Work task: Please continue the article on the ACT budget below, starting after its final sentence.
BEGIN Text for analysis
Eight months after the ACT budget was expected to be handed down, ACT chief minister Andrew Barr has delivered the territory’s budget for the ninth time.
The 2020-21 budget was due to be announced in June last year but the coronavirus pandemic delayed the fiscal update. This afternoon, Mr Barr delivered perhaps the most important budget as the capital bounces back from the economic downfall brought on by the coronavirus pandemic.
The 310-page document showed the territory’s financial position had recovered from the pandemic at a faster than expected pace, with the ACT budget $603 million in deficit this financial year, a $300 million improvement from the city’s position in August.
So what are the property-related measures in this year’s budget?
A surge in land sales helped deliver a $300 million improvement to the territory’s budget bottom line.
The ACT government’s stamp duty concessions, coupled with the federal government’s HomeBuilder grant and extra GST revenue, helped improve the city’s financial position.
END Text for analysis
BEGIN Dataset
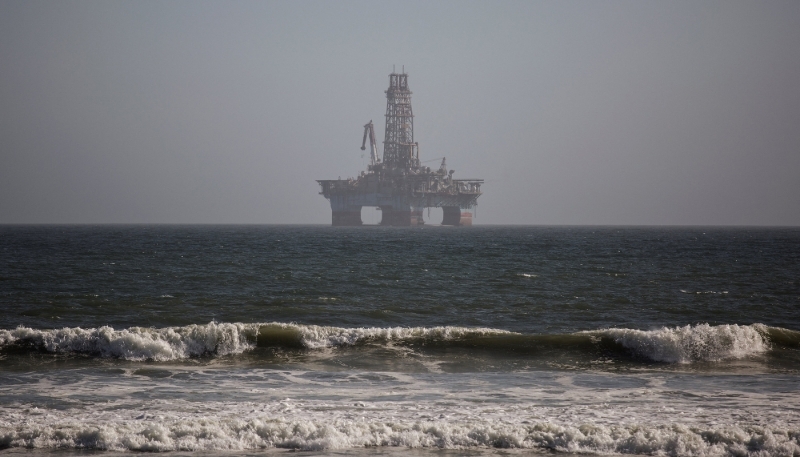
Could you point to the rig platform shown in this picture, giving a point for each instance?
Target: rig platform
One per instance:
(399, 185)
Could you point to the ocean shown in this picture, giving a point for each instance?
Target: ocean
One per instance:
(488, 340)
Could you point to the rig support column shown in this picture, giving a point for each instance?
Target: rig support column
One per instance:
(453, 215)
(402, 216)
(348, 216)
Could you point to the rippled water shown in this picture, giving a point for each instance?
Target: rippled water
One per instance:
(677, 341)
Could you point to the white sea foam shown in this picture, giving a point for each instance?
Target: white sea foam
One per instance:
(314, 336)
(138, 343)
(693, 343)
(291, 425)
(673, 345)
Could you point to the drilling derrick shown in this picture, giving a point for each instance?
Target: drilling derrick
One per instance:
(399, 185)
(399, 147)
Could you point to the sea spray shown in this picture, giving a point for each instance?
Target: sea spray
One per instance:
(693, 343)
(139, 343)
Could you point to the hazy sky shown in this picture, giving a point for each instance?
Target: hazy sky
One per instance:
(641, 112)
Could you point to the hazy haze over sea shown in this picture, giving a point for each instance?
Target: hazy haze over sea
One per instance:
(675, 341)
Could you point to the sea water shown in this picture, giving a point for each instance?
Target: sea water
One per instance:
(481, 340)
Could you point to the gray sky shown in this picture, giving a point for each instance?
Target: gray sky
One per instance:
(678, 112)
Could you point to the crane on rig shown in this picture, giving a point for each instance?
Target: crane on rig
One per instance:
(370, 130)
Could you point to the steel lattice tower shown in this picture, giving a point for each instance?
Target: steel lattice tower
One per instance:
(400, 185)
(399, 149)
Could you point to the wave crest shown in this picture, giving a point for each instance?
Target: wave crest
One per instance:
(138, 343)
(693, 343)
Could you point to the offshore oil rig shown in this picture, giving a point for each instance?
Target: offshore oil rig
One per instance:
(399, 185)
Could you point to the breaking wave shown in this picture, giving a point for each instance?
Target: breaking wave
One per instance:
(698, 343)
(139, 343)
(692, 343)
(264, 432)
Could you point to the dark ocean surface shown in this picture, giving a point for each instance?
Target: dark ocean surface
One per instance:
(482, 340)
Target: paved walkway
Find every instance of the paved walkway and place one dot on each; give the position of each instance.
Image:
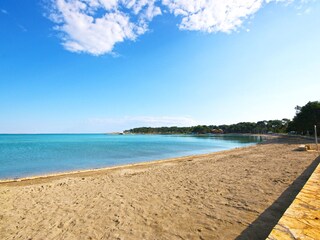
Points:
(302, 219)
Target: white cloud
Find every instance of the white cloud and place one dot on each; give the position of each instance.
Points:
(95, 26)
(144, 121)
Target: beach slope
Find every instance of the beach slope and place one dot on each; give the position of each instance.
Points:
(239, 193)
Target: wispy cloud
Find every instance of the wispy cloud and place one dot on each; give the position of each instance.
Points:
(95, 26)
(146, 121)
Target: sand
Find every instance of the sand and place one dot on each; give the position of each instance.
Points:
(235, 194)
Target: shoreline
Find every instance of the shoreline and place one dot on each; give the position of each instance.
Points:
(59, 174)
(117, 167)
(233, 194)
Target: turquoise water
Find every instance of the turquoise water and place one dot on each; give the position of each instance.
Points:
(29, 155)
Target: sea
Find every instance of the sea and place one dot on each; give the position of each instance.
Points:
(27, 155)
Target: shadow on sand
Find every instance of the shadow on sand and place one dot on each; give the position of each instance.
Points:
(262, 226)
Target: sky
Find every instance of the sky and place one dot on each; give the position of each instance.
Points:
(88, 66)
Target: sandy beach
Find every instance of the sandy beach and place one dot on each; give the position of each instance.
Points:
(234, 194)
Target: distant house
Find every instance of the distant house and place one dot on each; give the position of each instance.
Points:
(217, 131)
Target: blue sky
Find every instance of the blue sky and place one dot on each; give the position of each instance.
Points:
(104, 65)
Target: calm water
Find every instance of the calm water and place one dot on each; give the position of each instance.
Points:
(29, 155)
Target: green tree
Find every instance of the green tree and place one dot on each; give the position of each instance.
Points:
(305, 119)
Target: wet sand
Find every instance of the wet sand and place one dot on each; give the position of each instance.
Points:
(239, 193)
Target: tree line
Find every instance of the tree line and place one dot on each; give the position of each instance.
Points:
(303, 123)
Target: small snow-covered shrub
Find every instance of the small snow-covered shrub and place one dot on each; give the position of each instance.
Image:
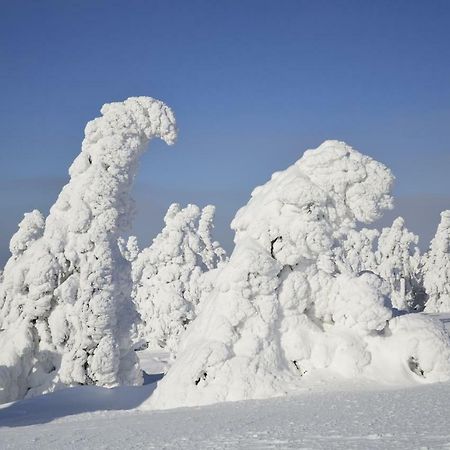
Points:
(287, 306)
(65, 300)
(436, 268)
(169, 276)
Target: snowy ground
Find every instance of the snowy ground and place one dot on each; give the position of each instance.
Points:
(344, 417)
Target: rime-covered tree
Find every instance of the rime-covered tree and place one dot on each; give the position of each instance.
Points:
(65, 301)
(436, 268)
(282, 310)
(356, 252)
(398, 260)
(169, 276)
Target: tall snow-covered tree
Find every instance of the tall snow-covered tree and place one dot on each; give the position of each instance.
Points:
(65, 301)
(436, 268)
(398, 260)
(169, 276)
(356, 252)
(282, 310)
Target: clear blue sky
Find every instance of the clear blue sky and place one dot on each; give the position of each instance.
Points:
(252, 83)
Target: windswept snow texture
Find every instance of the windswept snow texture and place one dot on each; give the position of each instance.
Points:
(437, 268)
(285, 309)
(171, 276)
(67, 284)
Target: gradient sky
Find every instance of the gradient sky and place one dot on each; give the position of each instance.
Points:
(253, 84)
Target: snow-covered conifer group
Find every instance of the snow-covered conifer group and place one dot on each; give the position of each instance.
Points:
(65, 300)
(169, 276)
(307, 294)
(284, 309)
(436, 268)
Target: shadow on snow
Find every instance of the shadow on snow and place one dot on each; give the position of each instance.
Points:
(75, 400)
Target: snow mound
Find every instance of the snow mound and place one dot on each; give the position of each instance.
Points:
(67, 284)
(287, 306)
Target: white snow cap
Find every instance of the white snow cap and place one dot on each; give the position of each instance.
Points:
(282, 311)
(65, 299)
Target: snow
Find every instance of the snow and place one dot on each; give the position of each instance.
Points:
(170, 277)
(283, 309)
(436, 268)
(66, 313)
(342, 415)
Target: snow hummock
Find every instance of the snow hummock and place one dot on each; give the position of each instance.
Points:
(65, 300)
(286, 308)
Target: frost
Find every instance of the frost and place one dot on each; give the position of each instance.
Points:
(65, 301)
(436, 268)
(288, 305)
(170, 276)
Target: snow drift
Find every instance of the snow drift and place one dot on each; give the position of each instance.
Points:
(65, 301)
(287, 306)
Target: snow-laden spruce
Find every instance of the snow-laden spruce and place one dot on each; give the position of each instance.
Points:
(285, 310)
(65, 301)
(436, 268)
(169, 277)
(398, 262)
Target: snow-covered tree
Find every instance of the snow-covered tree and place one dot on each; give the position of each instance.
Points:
(398, 260)
(436, 268)
(356, 252)
(283, 311)
(169, 276)
(65, 301)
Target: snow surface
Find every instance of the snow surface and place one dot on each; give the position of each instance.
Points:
(338, 416)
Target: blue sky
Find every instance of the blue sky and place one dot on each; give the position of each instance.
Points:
(253, 84)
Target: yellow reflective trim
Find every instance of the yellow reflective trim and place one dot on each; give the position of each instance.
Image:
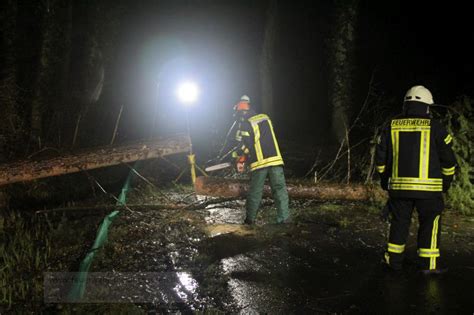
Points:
(416, 180)
(421, 187)
(411, 122)
(258, 118)
(448, 171)
(395, 145)
(411, 129)
(428, 253)
(448, 139)
(424, 154)
(257, 145)
(434, 233)
(394, 248)
(272, 161)
(274, 138)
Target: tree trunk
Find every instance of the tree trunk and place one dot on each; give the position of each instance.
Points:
(220, 187)
(50, 65)
(92, 159)
(266, 59)
(341, 52)
(11, 123)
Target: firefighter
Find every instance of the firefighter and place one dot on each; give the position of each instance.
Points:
(258, 148)
(416, 165)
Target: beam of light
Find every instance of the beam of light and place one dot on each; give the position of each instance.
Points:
(188, 92)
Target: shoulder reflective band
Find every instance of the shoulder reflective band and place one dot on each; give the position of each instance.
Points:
(395, 145)
(448, 139)
(428, 253)
(448, 171)
(394, 248)
(424, 153)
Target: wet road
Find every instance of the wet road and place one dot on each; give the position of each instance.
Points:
(326, 262)
(325, 268)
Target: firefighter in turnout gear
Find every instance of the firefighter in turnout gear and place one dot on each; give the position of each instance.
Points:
(258, 148)
(416, 165)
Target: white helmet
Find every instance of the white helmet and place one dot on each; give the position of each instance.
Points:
(245, 98)
(419, 93)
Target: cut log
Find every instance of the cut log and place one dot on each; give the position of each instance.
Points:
(222, 187)
(28, 170)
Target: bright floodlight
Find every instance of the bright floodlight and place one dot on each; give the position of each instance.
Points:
(188, 92)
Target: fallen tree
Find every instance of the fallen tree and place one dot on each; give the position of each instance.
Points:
(224, 187)
(28, 170)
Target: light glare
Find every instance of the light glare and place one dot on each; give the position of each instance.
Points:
(188, 92)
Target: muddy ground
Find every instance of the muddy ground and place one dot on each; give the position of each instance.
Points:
(327, 261)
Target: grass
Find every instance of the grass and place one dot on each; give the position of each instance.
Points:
(24, 255)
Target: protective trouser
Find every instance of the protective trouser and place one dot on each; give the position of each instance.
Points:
(278, 185)
(429, 230)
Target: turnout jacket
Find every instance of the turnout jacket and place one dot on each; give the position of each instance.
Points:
(414, 156)
(256, 139)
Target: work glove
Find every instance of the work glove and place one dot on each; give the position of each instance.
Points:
(240, 164)
(447, 183)
(385, 213)
(384, 182)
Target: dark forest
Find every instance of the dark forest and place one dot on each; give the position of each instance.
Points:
(123, 190)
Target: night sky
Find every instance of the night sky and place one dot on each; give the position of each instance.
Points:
(156, 44)
(400, 43)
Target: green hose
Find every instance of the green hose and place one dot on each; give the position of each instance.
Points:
(79, 285)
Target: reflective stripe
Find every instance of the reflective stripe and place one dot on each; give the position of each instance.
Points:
(415, 180)
(412, 129)
(394, 248)
(274, 138)
(424, 154)
(448, 171)
(273, 161)
(258, 118)
(433, 252)
(434, 242)
(421, 187)
(428, 253)
(261, 160)
(258, 147)
(448, 139)
(410, 123)
(395, 146)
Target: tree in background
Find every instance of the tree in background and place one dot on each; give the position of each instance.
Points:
(341, 65)
(11, 120)
(266, 58)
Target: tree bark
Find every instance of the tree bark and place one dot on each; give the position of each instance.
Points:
(220, 187)
(100, 157)
(341, 51)
(266, 59)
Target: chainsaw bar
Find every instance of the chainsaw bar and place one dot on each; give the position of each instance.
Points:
(217, 167)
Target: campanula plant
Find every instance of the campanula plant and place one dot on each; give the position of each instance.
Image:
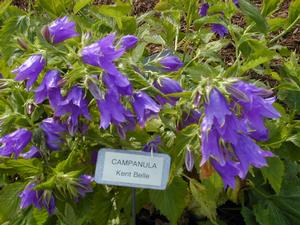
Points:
(218, 96)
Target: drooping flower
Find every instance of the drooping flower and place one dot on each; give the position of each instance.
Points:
(171, 63)
(54, 131)
(76, 104)
(189, 160)
(30, 70)
(152, 146)
(128, 42)
(145, 107)
(102, 54)
(32, 153)
(117, 83)
(189, 118)
(30, 197)
(255, 109)
(111, 110)
(249, 153)
(167, 86)
(84, 185)
(62, 29)
(15, 142)
(49, 88)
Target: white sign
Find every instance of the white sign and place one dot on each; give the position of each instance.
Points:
(132, 168)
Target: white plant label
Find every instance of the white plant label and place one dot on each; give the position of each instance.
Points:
(132, 168)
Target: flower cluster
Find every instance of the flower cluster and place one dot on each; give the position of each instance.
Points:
(228, 140)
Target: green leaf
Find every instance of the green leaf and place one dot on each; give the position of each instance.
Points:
(81, 4)
(294, 11)
(274, 173)
(295, 139)
(253, 13)
(22, 166)
(9, 201)
(279, 209)
(171, 202)
(207, 194)
(270, 6)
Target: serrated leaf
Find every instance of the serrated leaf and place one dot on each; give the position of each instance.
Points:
(294, 11)
(270, 6)
(81, 4)
(171, 202)
(279, 209)
(274, 173)
(253, 13)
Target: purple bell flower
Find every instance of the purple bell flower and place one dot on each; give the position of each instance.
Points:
(144, 107)
(32, 153)
(30, 70)
(49, 88)
(171, 63)
(203, 9)
(128, 42)
(189, 160)
(30, 197)
(54, 131)
(117, 83)
(112, 110)
(102, 54)
(167, 86)
(62, 29)
(14, 142)
(152, 146)
(85, 185)
(76, 104)
(229, 171)
(189, 118)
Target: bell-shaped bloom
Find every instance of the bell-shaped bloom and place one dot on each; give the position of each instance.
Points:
(189, 160)
(62, 29)
(128, 42)
(30, 197)
(216, 108)
(49, 84)
(167, 86)
(53, 130)
(102, 54)
(229, 171)
(30, 70)
(219, 29)
(144, 107)
(189, 118)
(85, 185)
(171, 63)
(249, 153)
(32, 153)
(152, 146)
(117, 83)
(111, 110)
(15, 142)
(76, 105)
(255, 108)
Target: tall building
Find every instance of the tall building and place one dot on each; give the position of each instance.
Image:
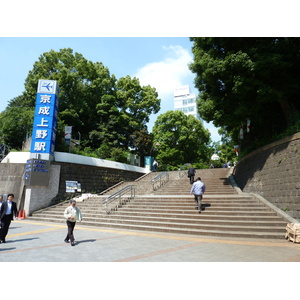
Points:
(185, 101)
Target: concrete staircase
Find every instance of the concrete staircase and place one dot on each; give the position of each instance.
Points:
(227, 213)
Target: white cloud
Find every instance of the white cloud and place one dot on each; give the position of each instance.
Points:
(169, 73)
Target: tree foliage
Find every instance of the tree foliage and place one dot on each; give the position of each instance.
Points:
(180, 139)
(241, 78)
(104, 111)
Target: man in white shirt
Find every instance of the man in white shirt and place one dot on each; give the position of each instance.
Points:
(198, 189)
(8, 212)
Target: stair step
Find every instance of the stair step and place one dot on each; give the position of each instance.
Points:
(172, 209)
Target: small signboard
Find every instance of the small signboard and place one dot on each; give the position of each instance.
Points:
(73, 186)
(37, 172)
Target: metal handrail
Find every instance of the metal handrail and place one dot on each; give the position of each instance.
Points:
(183, 170)
(161, 179)
(118, 197)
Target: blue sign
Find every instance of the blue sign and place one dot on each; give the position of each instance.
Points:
(45, 117)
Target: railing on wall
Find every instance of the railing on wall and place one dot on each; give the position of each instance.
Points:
(119, 198)
(159, 180)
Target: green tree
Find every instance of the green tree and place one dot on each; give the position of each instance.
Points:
(241, 78)
(15, 124)
(105, 111)
(181, 139)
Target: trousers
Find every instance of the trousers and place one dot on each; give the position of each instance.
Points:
(5, 223)
(70, 235)
(198, 199)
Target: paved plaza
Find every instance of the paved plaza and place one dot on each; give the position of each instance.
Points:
(31, 241)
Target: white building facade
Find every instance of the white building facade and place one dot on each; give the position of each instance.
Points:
(185, 101)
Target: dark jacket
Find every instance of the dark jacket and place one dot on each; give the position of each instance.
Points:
(14, 211)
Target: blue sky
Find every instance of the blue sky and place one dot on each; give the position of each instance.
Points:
(161, 62)
(149, 41)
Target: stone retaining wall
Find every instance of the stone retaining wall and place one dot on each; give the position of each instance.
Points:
(273, 172)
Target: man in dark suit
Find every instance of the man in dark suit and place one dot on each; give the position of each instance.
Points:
(7, 213)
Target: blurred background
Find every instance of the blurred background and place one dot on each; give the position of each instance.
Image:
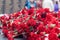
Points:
(11, 6)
END Dataset
Answer section:
Budget papers noted that land sales “exceeded expectations” with new releases very quickly absorbed by the market.
Over the next four years, the territory government will release a further 13,290 residential dwellings, 189,206 square metres of mixed-use land and 259,475 square metres of community land.
An update to the land release program is underway and will be released in the next five months.
The territory government will implement stage three of its tax-reform program that commenced in 2012, a year earlier than previously scheduled.
The benefits of residential stamp duty reductions during the third stage of the tax reform will be targeted to provide the largest benefit to Canberrans accessing affordable housing.
Over the forward estimates period, residential stamp duty revenue is expected to grow at an average rate of around 6.8 per cent per year, in line with average increases in property prices and turnover, partially offset by tax reform.
Canberrans have been stung by years of rate increases after the territory government moved to abolish stamp duty altogether in favour of a broader property tax system. The 20-year plan has been underway since 2012.
So far, stamp duty has been abolished for first-home buyers on any residential property, as long as their annual household income is less than $160,000. Stamp duty was also dumped for commercial properties of $1.5 million or less.
As part of the third stage of the tax reform, residential and commercial rates will be capped at 3.75 per cent over the four years to 2023-24, which is lower than the increase applied in the second stage.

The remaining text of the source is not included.